╭──

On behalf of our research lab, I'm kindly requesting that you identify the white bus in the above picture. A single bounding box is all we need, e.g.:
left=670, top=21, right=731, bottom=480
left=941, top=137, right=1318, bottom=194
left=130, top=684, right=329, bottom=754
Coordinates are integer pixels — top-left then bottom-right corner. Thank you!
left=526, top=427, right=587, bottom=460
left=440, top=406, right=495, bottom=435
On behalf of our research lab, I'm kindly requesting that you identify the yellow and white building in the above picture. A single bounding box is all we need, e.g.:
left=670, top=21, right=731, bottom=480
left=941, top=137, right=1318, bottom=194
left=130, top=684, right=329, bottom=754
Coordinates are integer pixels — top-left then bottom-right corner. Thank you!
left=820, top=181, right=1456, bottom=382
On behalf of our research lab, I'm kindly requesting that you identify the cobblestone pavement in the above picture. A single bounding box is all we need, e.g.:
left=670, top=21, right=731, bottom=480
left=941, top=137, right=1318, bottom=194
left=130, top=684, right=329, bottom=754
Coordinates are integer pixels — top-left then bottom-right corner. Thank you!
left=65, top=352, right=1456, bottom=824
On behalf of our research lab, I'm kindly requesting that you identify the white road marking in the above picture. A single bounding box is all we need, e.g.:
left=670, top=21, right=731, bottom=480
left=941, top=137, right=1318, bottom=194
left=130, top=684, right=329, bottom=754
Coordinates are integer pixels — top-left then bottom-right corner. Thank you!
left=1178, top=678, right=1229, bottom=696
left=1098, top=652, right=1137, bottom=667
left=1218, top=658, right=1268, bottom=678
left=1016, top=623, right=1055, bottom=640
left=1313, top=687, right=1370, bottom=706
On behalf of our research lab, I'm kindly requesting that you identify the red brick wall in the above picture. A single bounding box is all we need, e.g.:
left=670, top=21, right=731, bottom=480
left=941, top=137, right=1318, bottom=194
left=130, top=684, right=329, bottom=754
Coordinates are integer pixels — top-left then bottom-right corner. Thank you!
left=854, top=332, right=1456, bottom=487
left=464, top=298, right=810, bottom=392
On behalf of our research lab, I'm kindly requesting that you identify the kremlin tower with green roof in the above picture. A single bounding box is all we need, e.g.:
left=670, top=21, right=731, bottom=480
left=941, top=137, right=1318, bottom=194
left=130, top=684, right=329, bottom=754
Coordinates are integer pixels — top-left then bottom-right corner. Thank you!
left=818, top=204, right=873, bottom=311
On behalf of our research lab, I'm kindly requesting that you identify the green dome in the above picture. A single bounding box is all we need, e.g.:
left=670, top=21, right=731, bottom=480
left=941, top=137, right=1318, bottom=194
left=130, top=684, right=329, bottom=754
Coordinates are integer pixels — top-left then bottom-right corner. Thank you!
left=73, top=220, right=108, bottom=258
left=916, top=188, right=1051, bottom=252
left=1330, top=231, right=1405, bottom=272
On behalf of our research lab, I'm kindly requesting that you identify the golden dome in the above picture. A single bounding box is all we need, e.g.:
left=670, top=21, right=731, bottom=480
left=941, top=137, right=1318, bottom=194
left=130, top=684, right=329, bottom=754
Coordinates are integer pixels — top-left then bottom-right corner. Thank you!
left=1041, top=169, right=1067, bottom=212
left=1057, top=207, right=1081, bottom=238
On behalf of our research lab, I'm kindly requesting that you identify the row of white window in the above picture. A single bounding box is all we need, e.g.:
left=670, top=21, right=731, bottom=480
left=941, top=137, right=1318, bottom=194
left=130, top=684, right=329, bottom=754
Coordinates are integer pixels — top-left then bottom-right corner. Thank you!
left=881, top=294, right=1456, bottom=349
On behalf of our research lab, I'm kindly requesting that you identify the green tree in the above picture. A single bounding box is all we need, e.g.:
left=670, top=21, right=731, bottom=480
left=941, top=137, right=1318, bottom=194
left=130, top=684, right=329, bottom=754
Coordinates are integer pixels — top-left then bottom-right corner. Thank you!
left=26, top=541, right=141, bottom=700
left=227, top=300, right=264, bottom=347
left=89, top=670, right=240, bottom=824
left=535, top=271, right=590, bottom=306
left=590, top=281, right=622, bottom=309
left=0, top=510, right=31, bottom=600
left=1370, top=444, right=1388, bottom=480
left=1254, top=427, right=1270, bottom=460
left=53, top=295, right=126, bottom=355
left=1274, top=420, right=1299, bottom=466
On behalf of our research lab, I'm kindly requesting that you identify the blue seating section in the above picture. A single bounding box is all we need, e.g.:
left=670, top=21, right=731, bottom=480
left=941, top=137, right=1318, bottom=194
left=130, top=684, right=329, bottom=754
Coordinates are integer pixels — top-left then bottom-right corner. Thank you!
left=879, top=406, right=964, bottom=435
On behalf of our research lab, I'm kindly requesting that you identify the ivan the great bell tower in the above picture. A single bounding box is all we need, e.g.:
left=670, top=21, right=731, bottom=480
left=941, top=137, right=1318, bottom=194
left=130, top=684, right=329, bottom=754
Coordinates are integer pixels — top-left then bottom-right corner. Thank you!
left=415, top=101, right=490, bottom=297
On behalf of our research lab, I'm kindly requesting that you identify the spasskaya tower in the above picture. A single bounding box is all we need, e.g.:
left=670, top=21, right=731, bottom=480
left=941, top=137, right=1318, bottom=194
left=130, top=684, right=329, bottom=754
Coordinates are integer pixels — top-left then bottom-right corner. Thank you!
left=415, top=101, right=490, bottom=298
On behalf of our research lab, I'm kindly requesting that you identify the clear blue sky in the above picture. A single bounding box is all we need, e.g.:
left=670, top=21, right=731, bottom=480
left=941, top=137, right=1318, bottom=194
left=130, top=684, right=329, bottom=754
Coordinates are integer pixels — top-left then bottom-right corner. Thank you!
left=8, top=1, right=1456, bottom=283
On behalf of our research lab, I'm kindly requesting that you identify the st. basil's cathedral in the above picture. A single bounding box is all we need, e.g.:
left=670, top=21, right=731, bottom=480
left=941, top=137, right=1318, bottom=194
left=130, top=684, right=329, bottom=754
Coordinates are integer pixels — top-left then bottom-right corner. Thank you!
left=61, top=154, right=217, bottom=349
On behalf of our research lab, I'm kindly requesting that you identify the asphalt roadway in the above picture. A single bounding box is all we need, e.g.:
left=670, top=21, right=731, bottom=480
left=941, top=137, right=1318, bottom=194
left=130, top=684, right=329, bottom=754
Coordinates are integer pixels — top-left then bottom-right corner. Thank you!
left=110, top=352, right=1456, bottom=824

╰──

# [Prompt]
Convert the lines above into a two-column CSV with the headers request and answer, one row per request. Put each request's full text and its complete answer into one quoted field apiece, replacing line breaks with spaces.

# [Exercise response]
request,answer
"On behalf of our research lab, I'm kindly requesting that you identify the white bus in the above picture. A single bounding box is all we need, e.g.: left=670, top=21, right=731, bottom=480 left=941, top=137, right=1318, bottom=194 left=130, top=684, right=329, bottom=754 Coordinates are integer pixels — top-left then bottom-right corner. Thank you!","left=526, top=427, right=587, bottom=460 left=440, top=406, right=495, bottom=435"
"On behalf of our research lab, I'm kindly requesting that you identify the yellow and white building in the above picture. A single bounding box is all we need, e.g.: left=670, top=21, right=731, bottom=480 left=941, top=137, right=1318, bottom=194 left=130, top=684, right=329, bottom=754 Coordinates are integer pixels — top-left then bottom-right corner. Thank you!","left=820, top=181, right=1456, bottom=382"
"On behalf of our research lab, I'm kindly requesting that you identify the cobblestone pavement in the above picture. A single bounding box is all we need, e.g.: left=670, top=21, right=731, bottom=480 left=941, top=137, right=1318, bottom=194 left=130, top=684, right=329, bottom=754 Coordinates are integer pixels — top-left then bottom-right corner. Thank you!","left=65, top=352, right=1456, bottom=824"
"On behalf of our research lab, I'm kindly requesting that you identify the white road marking in the above picture. A single bounding box is all we need, e.g.: left=670, top=21, right=731, bottom=480 left=941, top=137, right=1318, bottom=194 left=130, top=684, right=329, bottom=754 Coordinates are integer pixels — top-left then bottom-right corner. Thank you!","left=1178, top=678, right=1229, bottom=696 left=1098, top=652, right=1137, bottom=667 left=1218, top=658, right=1268, bottom=678 left=1016, top=623, right=1055, bottom=640 left=1313, top=687, right=1370, bottom=706"
"On behalf of our research lab, I'm kindly requesting that you identify the red brick wall in the above picture. A single bounding box is all we need, e.g.: left=670, top=21, right=731, bottom=480 left=941, top=137, right=1318, bottom=194 left=130, top=684, right=329, bottom=754 Coordinates are integer pixels — top-left then bottom-right corner. Thank you!","left=854, top=332, right=1456, bottom=487 left=464, top=298, right=810, bottom=392"
"On behalf of our research lab, I'm kindly requesting that you identify the kremlin tower with green roof in the above picture. A single bounding box is all we need, e.g.: left=670, top=21, right=731, bottom=480 left=941, top=137, right=1318, bottom=194 left=130, top=684, right=329, bottom=754 Coordinates are integer pixels — top-left then bottom-right corner. Thank you!","left=818, top=204, right=873, bottom=311"
"On behalf of our research lab, I'm kindly requesting that you identify the green dome in the above picture. A single bounding box is all we need, e.g.: left=670, top=21, right=731, bottom=480 left=941, top=137, right=1318, bottom=194 left=130, top=684, right=329, bottom=754 Coordinates are integer pixels — top-left then bottom-right corner. Thank you!","left=73, top=220, right=108, bottom=258 left=916, top=188, right=1051, bottom=252 left=1330, top=231, right=1405, bottom=272"
"On behalf of our research lab, I'm kindly requesting that you identify the golden dome in the above picture. A single bounding box is all we need, e.g.: left=670, top=21, right=731, bottom=480 left=941, top=137, right=1318, bottom=194 left=130, top=684, right=329, bottom=754 Coordinates are integer pixels — top-left then bottom-right corner. Thank you!","left=1041, top=169, right=1067, bottom=212 left=1057, top=207, right=1081, bottom=238"
"On behalf of our research lab, I'm kindly requesting that you identify the row of white window in the above picture. A single bounding box is all we need, e.g.: left=670, top=21, right=731, bottom=480 left=941, top=137, right=1318, bottom=194 left=130, top=684, right=329, bottom=754 Coordinates are integer pixels — top-left then bottom-right corner. Thank you!","left=881, top=294, right=1456, bottom=349"
"On behalf of our research lab, I'm kindly requesting that you identify the green tree in the above picture. A single bounding box is all we need, e.g.: left=670, top=21, right=731, bottom=480 left=941, top=137, right=1318, bottom=194 left=130, top=684, right=329, bottom=754 Coordinates are integer pixels — top-left then bottom-right corner. Thank you!","left=26, top=541, right=141, bottom=700 left=227, top=300, right=264, bottom=347 left=89, top=670, right=240, bottom=824 left=535, top=271, right=590, bottom=306 left=590, top=281, right=622, bottom=309 left=0, top=510, right=31, bottom=600 left=1370, top=444, right=1388, bottom=480 left=1254, top=427, right=1270, bottom=460 left=53, top=295, right=126, bottom=355 left=1274, top=420, right=1299, bottom=466"
"On behalf of our research lab, I'm kindly requesting that you identify the blue seating section in the above picture. A single bounding box is all we need, e.g.: left=670, top=21, right=731, bottom=480 left=941, top=137, right=1318, bottom=194 left=130, top=684, right=329, bottom=754 Coordinates are integer pixels — top-left then bottom-right corner. Thank you!","left=879, top=406, right=964, bottom=435"
"On behalf of our research lab, I'm kindly requesting that you identify the ivan the great bell tower in the above picture. A single bounding box is all we need, e.g.: left=670, top=21, right=731, bottom=480 left=941, top=137, right=1318, bottom=194 left=130, top=684, right=329, bottom=754 Coordinates are integer pixels — top-left then bottom-right corner. Thank you!","left=415, top=101, right=490, bottom=297"
"On behalf of our research lab, I'm kindly requesting that you identify the spasskaya tower in the above picture. A single bounding box is all we need, e.g.: left=670, top=21, right=731, bottom=480 left=941, top=137, right=1318, bottom=194 left=130, top=684, right=329, bottom=754 Coordinates are integer pixels — top-left then bottom-right corner. Thank you!","left=415, top=101, right=490, bottom=298"
"On behalf of our research lab, I'm kindly requesting that you identify the clear blue sky in the above picture. A single bounding box is all we need, e.g.: left=670, top=21, right=731, bottom=480 left=941, top=137, right=1318, bottom=194 left=130, top=684, right=329, bottom=754 Coordinates are integer pixels — top-left then bottom-right corner. Thank you!","left=8, top=1, right=1456, bottom=283"
"On behalf of our research lab, I'm kindly requesting that you identify the st. basil's cathedral in the above picture. A single bounding box is all we need, e.g.: left=670, top=21, right=731, bottom=480 left=941, top=137, right=1318, bottom=194 left=130, top=684, right=329, bottom=754 Coordinates are integer pixels — top-left then bottom-right corner. Thank you!","left=61, top=154, right=217, bottom=349"
"On behalf of our research lab, I'm kindly requesting that you identify the asphalt roadway in the above picture. A single bounding box is all we need, e.g.: left=670, top=21, right=731, bottom=480 left=941, top=137, right=1318, bottom=194 left=130, top=684, right=329, bottom=754 Coordinates are integer pixels — top-left then bottom-right corner. Thank you!","left=110, top=352, right=1456, bottom=824"